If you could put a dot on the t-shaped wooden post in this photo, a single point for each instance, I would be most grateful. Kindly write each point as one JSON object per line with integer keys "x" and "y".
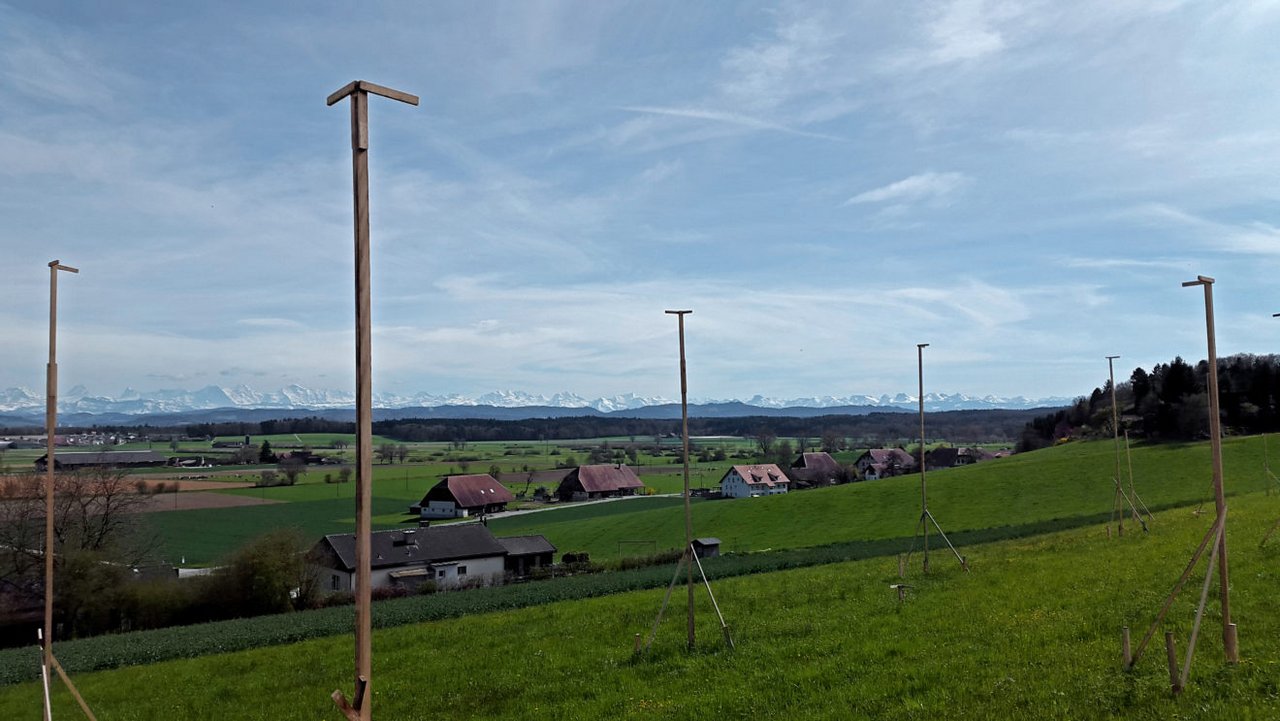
{"x": 689, "y": 519}
{"x": 1215, "y": 436}
{"x": 50, "y": 433}
{"x": 361, "y": 710}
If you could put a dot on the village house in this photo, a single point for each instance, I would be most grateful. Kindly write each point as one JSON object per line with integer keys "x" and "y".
{"x": 606, "y": 480}
{"x": 447, "y": 556}
{"x": 461, "y": 496}
{"x": 749, "y": 482}
{"x": 816, "y": 469}
{"x": 885, "y": 462}
{"x": 950, "y": 457}
{"x": 528, "y": 552}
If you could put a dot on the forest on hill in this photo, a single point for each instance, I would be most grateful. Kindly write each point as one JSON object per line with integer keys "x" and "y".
{"x": 1170, "y": 402}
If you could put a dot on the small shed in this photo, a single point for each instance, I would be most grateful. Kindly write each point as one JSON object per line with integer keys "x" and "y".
{"x": 707, "y": 547}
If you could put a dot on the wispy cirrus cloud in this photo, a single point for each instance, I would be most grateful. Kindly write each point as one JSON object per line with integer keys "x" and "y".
{"x": 723, "y": 117}
{"x": 1255, "y": 237}
{"x": 919, "y": 187}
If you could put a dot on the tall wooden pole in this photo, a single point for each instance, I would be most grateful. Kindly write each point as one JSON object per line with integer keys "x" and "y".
{"x": 360, "y": 708}
{"x": 1115, "y": 433}
{"x": 924, "y": 494}
{"x": 1215, "y": 436}
{"x": 50, "y": 433}
{"x": 689, "y": 518}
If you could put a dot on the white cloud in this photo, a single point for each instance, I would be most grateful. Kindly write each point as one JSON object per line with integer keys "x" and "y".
{"x": 723, "y": 117}
{"x": 923, "y": 186}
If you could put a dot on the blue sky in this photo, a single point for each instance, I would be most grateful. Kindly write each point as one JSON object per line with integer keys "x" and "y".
{"x": 1023, "y": 185}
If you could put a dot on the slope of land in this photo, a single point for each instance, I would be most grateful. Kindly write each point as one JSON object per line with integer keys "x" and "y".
{"x": 1032, "y": 633}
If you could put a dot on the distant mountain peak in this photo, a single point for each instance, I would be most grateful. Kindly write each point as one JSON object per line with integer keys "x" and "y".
{"x": 296, "y": 396}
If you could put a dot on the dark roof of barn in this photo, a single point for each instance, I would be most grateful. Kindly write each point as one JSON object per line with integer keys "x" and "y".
{"x": 607, "y": 478}
{"x": 104, "y": 457}
{"x": 471, "y": 491}
{"x": 526, "y": 544}
{"x": 434, "y": 544}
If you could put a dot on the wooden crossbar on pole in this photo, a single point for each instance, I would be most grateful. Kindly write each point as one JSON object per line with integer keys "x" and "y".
{"x": 360, "y": 708}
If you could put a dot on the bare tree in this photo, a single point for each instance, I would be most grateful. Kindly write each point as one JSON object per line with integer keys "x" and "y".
{"x": 385, "y": 452}
{"x": 95, "y": 511}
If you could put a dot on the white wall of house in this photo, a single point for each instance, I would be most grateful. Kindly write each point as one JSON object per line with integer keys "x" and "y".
{"x": 443, "y": 510}
{"x": 488, "y": 569}
{"x": 735, "y": 487}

DIRECTIVE> Rewrite the listing above with every "photo" changed to "image" and everything else kept the same, leaving the pictures out.

RESPONSE BELOW>
If you could put a dot on the t-shaped wooden post in this image, a single point for each instance, I would be most grateful. Kindly write each point as one JSON object per line with integer keys "x" and "y".
{"x": 689, "y": 519}
{"x": 1215, "y": 436}
{"x": 50, "y": 433}
{"x": 361, "y": 710}
If you could put a dot on the village house in this image, a single point for each instance, I would be most grateful. Kindly write each point as one JSON object per line with integer keys "x" and "y".
{"x": 606, "y": 480}
{"x": 447, "y": 556}
{"x": 461, "y": 496}
{"x": 749, "y": 482}
{"x": 816, "y": 469}
{"x": 885, "y": 462}
{"x": 950, "y": 457}
{"x": 528, "y": 552}
If you could put a dot on the forest on hill in this image, a single point for each instance, I would be most grateful. Kindly write each point as one JSON object per line with integer keys "x" and "y".
{"x": 1170, "y": 402}
If you could put a dot on the small shed in this image, a single point for each instance, I would be most grateful. Kindly write each point as one JSON object per line with integer keys "x" and "y".
{"x": 707, "y": 547}
If you could put a dot on the wispy cirrus cloud in this image, a single point for each instance, I would be most grateful. Kindly write each point as one JSON object per line with integer keys "x" and "y".
{"x": 723, "y": 117}
{"x": 1255, "y": 237}
{"x": 919, "y": 187}
If you could put a dot on the tall wooden pole in this image, a single point for each instance, I would be most grateful. Kindly write each point as one JSON object per line with integer keys "x" and "y".
{"x": 360, "y": 708}
{"x": 1115, "y": 433}
{"x": 924, "y": 494}
{"x": 1215, "y": 436}
{"x": 50, "y": 433}
{"x": 689, "y": 518}
If you could put a dot on the white cloud in this image, a single point for each instance, I would be most grateful. Kindly write each point as one JSON object per line with integer keys "x" and "y".
{"x": 723, "y": 117}
{"x": 923, "y": 186}
If you could put a dot on the blue sky in this image, a single point for each instance, I would be most grateful. Kindly write each point as one JSON object per line with integer keys "x" and "y".
{"x": 1023, "y": 185}
If you could put a dot on the slope of land in this image, a single point for each instance, I would be most grateful. Kindly write each point as one JSON object per line with integer keys "x" and "y".
{"x": 1032, "y": 633}
If you could put a dot on the distant mountain peak in this image, a single point for each instance, I would be most grateful. Kindly write each point as one JSON object per line with integer keys "x" and "y".
{"x": 296, "y": 396}
If you could put a dot on the dark roof of barn in this image, a single point for each instance, I would be most grateful. Kindly write each point as one JSON object per line with integer keys "x" and "y".
{"x": 607, "y": 478}
{"x": 104, "y": 457}
{"x": 471, "y": 491}
{"x": 526, "y": 544}
{"x": 434, "y": 544}
If you could put a dot on the wooden crossbar on pole in this image, a single point for each instance, I would be most grateful. Kindly write each point as one JSON object per line with integer keys "x" and "y".
{"x": 360, "y": 708}
If you could put a dot on the bare tree in this image, a single point for each instance, I would be most grateful. Kindly write each point as one JSON object per line with integer keys "x" and "y".
{"x": 385, "y": 452}
{"x": 95, "y": 511}
If you could put a dot on the white wall of house in this image, a single point for each instance, I would be most grateful. Kindly write each point as one JSON object per line with integer keys "x" and "y".
{"x": 443, "y": 510}
{"x": 488, "y": 569}
{"x": 735, "y": 487}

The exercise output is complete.